所给文段:
+ + + + + + +
推荐使用的是：Sublime Text 、Wing 、Pycharm 、Anaconda (科学计算机和数据分析的专题)

(1) Requests

自动爬取HTML页面，自动网络请求提交
最常用的是get请求方法

方法	说明
requests.request()	构造一个请求，支撑以下各方法的基础方法
requests.get()	获取html网页的主要方法，对应于http的get
requests.head()	获取html网页头信息的方法，对应于http的head
requests.post()	向html网页提交post请求的方法，对应于http的post
requests.put()	向html网页提交put请求的方法，对应于http的put
requests.patch()	向html网页提交局部修改请求，对应于http的patch
requests.delete()	向html页面提交删除请求，对应http的delete

理解patch和put的区别

'''
假设url位置有一组数据UserInfo，包括UserID、UserName等20个字段
需求：用户修改了UserName，其他不变
- 采用patch，仅向url提交userName的局部更新请求
- 采用put，必须将所有20个字段一并提交到url，未提交字段被删除
patch的最主要好处：节省网络带宽
'''

(2) Response对象的属性

请求：获取html网页

属性	说明
r.statu_code	http请求的返回状态，200表示连接成功，其他表示失败或者另有原因
r.text	http响应内容的字符串形式，即，url对应的页面内容
r.encoding	从http header中猜测的响应内容编码方式
r.apparent_encoding	从内容中分析出的响应内容编码方式(备选编码方式)
+ + + + + + +
原始材料:

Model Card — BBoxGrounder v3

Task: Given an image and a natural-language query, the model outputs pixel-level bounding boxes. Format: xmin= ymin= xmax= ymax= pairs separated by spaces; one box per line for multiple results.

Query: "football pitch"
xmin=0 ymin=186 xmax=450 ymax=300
+ + + + + + +
待办任务:
所给文段中提到，patch相比put最主要的好处是什么？

练习作答:
节省网络带宽。